* _EXERCISE BRIEF_
Pick out every line of the records that contains the string "window", matching case exactly, and copy each such line in full.

%%

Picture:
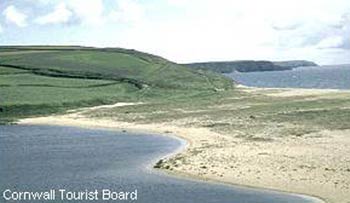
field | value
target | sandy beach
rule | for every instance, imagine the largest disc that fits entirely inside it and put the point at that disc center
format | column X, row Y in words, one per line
column 317, row 164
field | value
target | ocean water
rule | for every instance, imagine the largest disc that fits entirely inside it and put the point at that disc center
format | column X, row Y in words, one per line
column 323, row 77
column 40, row 158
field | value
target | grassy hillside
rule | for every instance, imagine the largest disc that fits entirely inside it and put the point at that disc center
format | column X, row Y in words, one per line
column 249, row 66
column 42, row 80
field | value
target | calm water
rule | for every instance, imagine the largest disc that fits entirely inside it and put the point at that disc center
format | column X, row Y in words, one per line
column 38, row 158
column 324, row 77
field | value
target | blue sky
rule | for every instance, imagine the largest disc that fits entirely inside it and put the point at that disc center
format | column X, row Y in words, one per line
column 187, row 30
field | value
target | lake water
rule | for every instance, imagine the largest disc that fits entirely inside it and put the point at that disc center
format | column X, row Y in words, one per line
column 39, row 158
column 323, row 77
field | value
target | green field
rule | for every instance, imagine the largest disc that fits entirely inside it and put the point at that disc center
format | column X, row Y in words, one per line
column 44, row 80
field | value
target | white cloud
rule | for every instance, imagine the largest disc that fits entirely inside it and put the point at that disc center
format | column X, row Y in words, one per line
column 13, row 15
column 331, row 42
column 128, row 11
column 89, row 12
column 61, row 14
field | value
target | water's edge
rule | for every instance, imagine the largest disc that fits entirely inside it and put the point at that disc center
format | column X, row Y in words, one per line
column 183, row 175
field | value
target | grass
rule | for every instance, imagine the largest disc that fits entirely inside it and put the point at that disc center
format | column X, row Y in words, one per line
column 252, row 116
column 41, row 80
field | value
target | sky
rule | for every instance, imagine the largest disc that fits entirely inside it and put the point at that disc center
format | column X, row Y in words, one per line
column 187, row 30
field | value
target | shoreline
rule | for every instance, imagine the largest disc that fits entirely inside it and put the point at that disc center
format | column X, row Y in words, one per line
column 159, row 130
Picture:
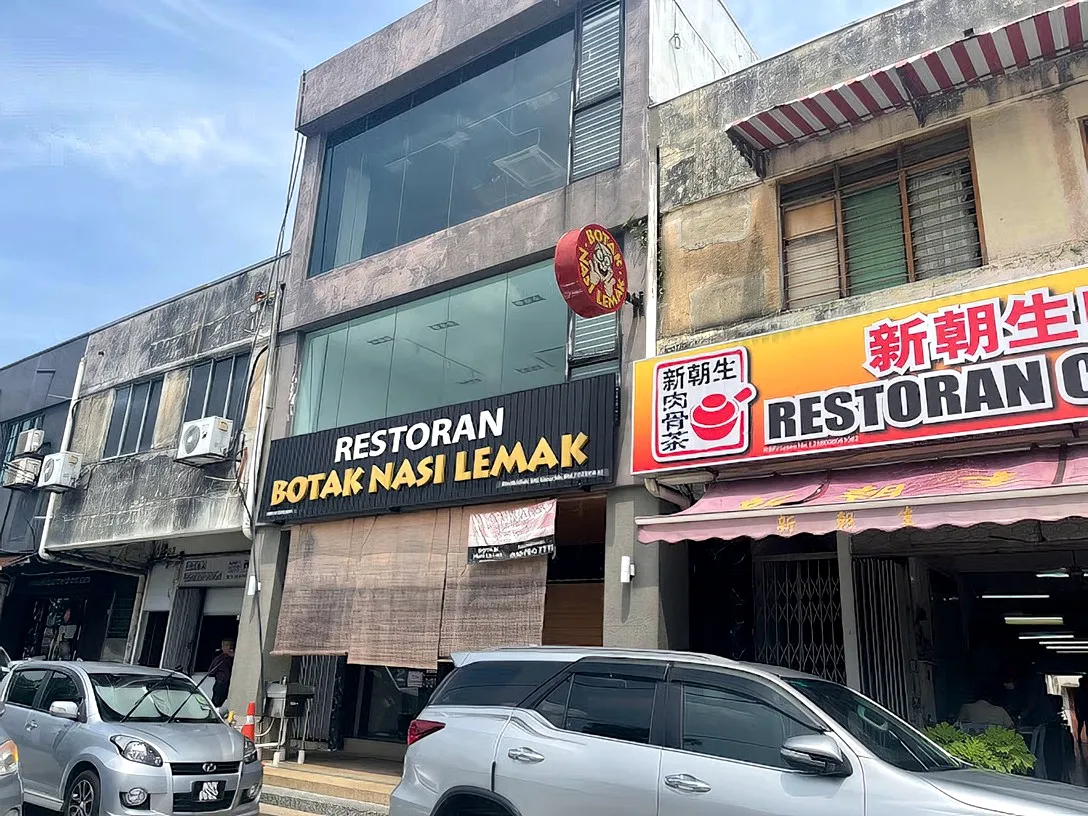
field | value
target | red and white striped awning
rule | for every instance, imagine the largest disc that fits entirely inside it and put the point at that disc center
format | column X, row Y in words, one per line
column 1042, row 36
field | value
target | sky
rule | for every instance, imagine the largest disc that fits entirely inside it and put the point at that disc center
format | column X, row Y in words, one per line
column 146, row 145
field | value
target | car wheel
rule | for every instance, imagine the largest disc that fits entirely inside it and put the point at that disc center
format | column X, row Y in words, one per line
column 83, row 795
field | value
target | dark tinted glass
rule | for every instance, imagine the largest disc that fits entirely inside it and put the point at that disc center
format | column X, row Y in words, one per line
column 609, row 706
column 198, row 390
column 118, row 420
column 61, row 689
column 494, row 682
column 24, row 687
column 733, row 726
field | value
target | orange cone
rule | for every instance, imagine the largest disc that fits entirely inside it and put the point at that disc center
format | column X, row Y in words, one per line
column 248, row 728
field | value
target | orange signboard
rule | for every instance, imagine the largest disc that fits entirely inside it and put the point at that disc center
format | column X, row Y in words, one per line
column 996, row 359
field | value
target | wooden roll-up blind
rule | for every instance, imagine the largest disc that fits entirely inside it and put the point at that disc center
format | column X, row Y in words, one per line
column 319, row 590
column 402, row 570
column 494, row 604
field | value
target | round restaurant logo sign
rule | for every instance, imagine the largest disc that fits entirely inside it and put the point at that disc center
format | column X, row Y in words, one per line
column 591, row 271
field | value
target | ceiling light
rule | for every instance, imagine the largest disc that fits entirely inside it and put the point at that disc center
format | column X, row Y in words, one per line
column 1035, row 620
column 1015, row 597
column 1047, row 637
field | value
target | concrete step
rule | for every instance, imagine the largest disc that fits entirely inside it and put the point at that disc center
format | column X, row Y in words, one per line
column 286, row 802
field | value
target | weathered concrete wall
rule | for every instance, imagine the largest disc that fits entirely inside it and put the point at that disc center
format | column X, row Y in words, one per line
column 41, row 383
column 720, row 240
column 149, row 496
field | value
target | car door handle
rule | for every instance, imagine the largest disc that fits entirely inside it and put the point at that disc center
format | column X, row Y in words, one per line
column 687, row 782
column 524, row 755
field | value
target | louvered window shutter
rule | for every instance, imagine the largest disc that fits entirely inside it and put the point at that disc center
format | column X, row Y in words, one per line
column 598, row 106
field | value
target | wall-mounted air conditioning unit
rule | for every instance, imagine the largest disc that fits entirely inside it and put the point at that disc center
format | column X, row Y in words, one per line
column 205, row 441
column 60, row 472
column 22, row 473
column 29, row 442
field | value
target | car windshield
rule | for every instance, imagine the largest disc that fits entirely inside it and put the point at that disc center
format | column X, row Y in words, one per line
column 116, row 694
column 879, row 730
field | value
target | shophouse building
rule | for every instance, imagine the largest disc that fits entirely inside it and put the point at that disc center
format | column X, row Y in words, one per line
column 46, row 607
column 435, row 392
column 873, row 342
column 160, row 457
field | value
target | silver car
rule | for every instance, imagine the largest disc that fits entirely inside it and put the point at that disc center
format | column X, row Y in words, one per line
column 108, row 739
column 11, row 787
column 616, row 732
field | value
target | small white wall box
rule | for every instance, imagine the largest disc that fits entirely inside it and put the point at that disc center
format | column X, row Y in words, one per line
column 205, row 441
column 22, row 473
column 60, row 472
column 29, row 442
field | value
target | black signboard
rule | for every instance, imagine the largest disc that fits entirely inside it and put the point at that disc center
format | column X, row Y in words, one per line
column 536, row 442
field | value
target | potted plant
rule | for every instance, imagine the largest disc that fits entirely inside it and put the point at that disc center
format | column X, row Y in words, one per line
column 994, row 749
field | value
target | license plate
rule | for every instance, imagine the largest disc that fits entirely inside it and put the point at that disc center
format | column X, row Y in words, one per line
column 208, row 791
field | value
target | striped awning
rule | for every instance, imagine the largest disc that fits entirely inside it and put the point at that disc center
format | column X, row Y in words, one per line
column 967, row 61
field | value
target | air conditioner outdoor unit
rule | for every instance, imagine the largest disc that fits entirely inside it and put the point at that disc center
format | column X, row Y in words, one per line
column 29, row 442
column 60, row 472
column 205, row 441
column 22, row 473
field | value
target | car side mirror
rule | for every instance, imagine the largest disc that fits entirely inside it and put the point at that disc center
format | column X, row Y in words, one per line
column 817, row 754
column 64, row 709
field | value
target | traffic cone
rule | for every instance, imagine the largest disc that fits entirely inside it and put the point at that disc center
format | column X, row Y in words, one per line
column 248, row 728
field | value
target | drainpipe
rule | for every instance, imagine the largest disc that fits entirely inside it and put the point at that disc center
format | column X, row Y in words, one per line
column 54, row 497
column 667, row 494
column 257, row 453
column 653, row 217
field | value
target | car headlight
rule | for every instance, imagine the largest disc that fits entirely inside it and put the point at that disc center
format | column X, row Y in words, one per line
column 137, row 751
column 9, row 758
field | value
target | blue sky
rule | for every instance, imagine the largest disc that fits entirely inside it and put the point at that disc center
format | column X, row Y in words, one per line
column 145, row 145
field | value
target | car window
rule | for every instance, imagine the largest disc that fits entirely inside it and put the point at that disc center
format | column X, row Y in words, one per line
column 617, row 707
column 731, row 725
column 24, row 687
column 60, row 689
column 494, row 682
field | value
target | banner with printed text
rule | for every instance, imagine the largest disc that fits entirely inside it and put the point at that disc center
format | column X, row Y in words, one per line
column 1006, row 357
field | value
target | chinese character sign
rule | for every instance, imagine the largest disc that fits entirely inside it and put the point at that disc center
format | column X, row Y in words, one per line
column 1008, row 357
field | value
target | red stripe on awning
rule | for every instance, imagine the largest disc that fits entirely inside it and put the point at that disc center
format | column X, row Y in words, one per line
column 919, row 82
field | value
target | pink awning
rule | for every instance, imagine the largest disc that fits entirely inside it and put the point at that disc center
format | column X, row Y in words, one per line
column 1043, row 485
column 967, row 61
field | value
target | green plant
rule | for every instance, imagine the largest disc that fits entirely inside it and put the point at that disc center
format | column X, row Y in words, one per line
column 994, row 749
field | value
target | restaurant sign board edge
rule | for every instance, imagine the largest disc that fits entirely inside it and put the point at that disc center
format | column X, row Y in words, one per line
column 512, row 446
column 1002, row 357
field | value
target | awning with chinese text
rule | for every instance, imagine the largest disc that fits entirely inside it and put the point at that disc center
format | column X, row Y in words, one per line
column 1041, row 485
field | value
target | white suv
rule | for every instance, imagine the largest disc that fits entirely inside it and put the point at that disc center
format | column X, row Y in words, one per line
column 572, row 731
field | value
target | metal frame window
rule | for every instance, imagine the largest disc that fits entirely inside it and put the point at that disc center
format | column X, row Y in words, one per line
column 218, row 388
column 596, row 114
column 13, row 428
column 133, row 418
column 889, row 218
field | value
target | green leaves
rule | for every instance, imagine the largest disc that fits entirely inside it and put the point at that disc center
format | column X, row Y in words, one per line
column 996, row 749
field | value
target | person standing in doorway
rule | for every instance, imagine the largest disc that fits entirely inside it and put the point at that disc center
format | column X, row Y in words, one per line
column 221, row 668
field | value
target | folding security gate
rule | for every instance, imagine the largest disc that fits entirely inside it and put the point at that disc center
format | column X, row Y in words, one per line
column 799, row 614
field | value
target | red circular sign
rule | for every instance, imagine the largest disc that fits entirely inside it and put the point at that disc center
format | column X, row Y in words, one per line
column 591, row 271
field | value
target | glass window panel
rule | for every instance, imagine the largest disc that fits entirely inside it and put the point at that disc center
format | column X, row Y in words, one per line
column 220, row 387
column 535, row 351
column 198, row 391
column 419, row 356
column 368, row 360
column 147, row 436
column 329, row 395
column 239, row 387
column 474, row 346
column 131, row 439
column 491, row 135
column 118, row 420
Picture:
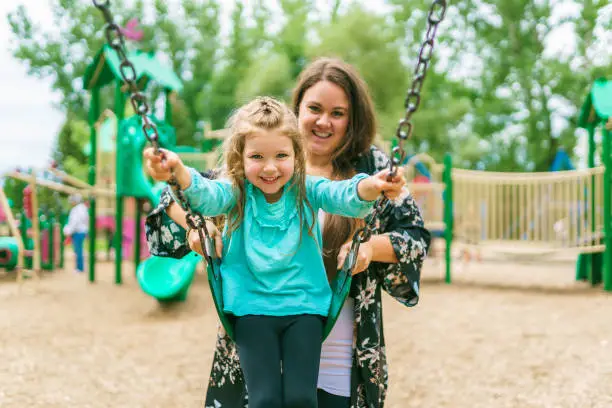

%%

* _FINAL ANSWER_
target | louvered window shutter
target | car window
target | metal frame window
target | glass window panel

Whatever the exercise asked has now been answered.